Given problem 1:
In the article about Hamilton County and the MLS expansion bid, what is Plan B?
Given problem 2:
In the article on Cincinnati's MLS expansion bid, rewrite the passage between "CINCINNATI (FOX19) - Hamilton" and "a taxpayer-friendly manner.", inclusive, substituting "budget-conscious" for "taxpayer-friendly".
Given problem 3:
Carry the news article about Cincinnati's MLS stadium options forward from the point where it stops.
-- begin Text section --
CINCINNATI (FOX19) - Hamilton County commissioners believe there is a Plan A and a Plan B when it comes to pursuing an MLS expansion bid in a taxpayer-friendly manner.
Plan A is using Paul Brown Stadium. Plan B is using parking revenues to help build a parking structure at a potential soccer-specific Oakley site.
When asked if the MLS would support Paul Brown Stadium, FC Cincinnati president and general manager Jeff Berding said this via text Wednesday: "Never, never, never."
Earlier this month, Berding said a soccer-specific stadium would be crucial in landing an MLS expansion bid in December. He said two other front runners for the league's 25th and 26th slots, Nashville and Sacramento, already have finalized plans.
Commissioners said Wednesday that Hamilton County is willing to partner with FC Cincinnati and the city of Cincinnati for the purpose of addressing the facility needs expressed by the team, but a new soccer-specific site is not the preferred option.
The New England Revolution play at Gillette Stadium, where the Patriots play. Hamilton County commissioner Todd Portune believes the MLS should be open to a similar situation unfolding in Cincinnati (Paul Browns Stadium is where the Bengals play).
-- end Text section --
-- begin Dataset records --
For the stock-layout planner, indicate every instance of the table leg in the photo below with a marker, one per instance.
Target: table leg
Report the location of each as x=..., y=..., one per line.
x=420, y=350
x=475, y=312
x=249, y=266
-- end Dataset records --
Response 1:
Plan B is using parking revenues to help build a parking structure at a potential soccer-specific Oakley site.

Response 2:
CINCINNATI (FOX19) - Hamilton County commissioners believe there is a Plan A and a Plan B when it comes to pursuing an MLS expansion bid in a budget-conscious manner.

Response 3:
FC Cincinnati has offered to privately fund a soccer stadium, but the club needs the city and Hamilton County to cover the estimated $75 million infrastructure costs. This, again, is a Plan B in Hamilton County's eyes. Commissioners said Wednesday it would be open to using parking revenues to help with a soccer-specific site.
Portune feels the county owes it to the taxpayers to pursue Plan A as far as possible.
Under Plan B, the county would use money from Riverfront parking revenues to build a 1,000-space parking garage in Oakley.
"This is not tax money, not taxpayer-generated money, not money that comes from taxes paid by the people of Hamilton County or people visiting Hamilton County, but money from our parking revenues," Portune said.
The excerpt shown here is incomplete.